*Excerpted passage*

* start *

Skyhop Techs., Inc. v. Narra

Decision Date26 January 2023
Docket Number21-14051
Citation58 F.4th 1211
Parties SKYHOP TECHNOLOGIES, INC., a Delaware corporation, SkyHop Global, LLC, a Florida limited liability company, Kristine Scotto, an Individual, Plaintiffs-Appellants, v. Praveen NARRA, an Individual, Indyzen, Inc., a California corporation d.b.a. AppDevelopment.com, Inc. d.b.a. Tech.US, Inc., Defendants-Appellees.
CourtU.S. Court of Appeals — Eleventh Circuit

Alexander Esteban, Armando Rosquete, Bell Rosquete Reyes Esteban, PLLC, Coral Gables, FL, Omar Ortega, Reinaldo J. Dorta, Jr., Rosdaisy Rodriguez, Dorta & Ortega, PA, Coral Gables, FL, Javier Angel Reyes, Murai Wald Biondo & Moreno, PA, Coral Gables, FL, for Plaintiffs-Appellants.

Robert L. Parks, Gabriel A. Garay, Garay Law, Coral Gables, FL, for Defendants-Appellees.

Before William Pryor, Chief Judge, Rosenbaum, and Marcus, Circuit Judges.

Rosenbaum, Circuit Judge:

Nobody enjoys flight delays. They are disruptive for airlines, passengers, and crew members alike. And any number of things can cause them: to name just a few, severe weather, faulty equipment, or the unavailability of pilots and crew members.

* end *

*Stored data*
* start *

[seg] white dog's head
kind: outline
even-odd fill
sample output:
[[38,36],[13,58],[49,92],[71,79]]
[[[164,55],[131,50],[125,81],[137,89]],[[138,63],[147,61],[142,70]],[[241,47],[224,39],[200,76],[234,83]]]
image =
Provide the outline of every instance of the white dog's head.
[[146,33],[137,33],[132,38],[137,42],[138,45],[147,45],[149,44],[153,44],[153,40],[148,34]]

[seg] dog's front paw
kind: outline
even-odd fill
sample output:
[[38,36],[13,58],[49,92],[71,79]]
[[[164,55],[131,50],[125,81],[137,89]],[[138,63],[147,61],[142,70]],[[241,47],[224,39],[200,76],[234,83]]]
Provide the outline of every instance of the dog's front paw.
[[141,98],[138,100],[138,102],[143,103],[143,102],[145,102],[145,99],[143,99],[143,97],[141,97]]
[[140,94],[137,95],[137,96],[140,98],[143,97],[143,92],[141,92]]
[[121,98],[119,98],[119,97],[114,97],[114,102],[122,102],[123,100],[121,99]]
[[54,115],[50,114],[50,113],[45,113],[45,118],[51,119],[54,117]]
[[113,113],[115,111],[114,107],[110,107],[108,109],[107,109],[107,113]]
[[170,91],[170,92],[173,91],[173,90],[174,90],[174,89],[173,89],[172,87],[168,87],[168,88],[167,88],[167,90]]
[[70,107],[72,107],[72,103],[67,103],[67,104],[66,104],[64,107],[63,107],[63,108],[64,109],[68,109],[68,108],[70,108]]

* end *

*To be done*
Summarize the opinion excerpt in two sentences. The records have nothing to do with the opinion excerpt.

*Task answer*
Skyhop Technologies, Inc., SkyHop Global, LLC, and Kristine Scotto are the appellants against Praveen Narra and Indyzen, Inc. in a case decided on January 26, 2023, by the U.S. Court of Appeals for the Eleventh Circuit. Judge Rosenbaum writes the opinion for a panel with Chief Judge William Pryor and Judge Marcus, and it opens by observing that flight delays disrupt airlines, passengers, and crew members and can be caused by severe weather, faulty equipment, or the unavailability of pilots and crew members.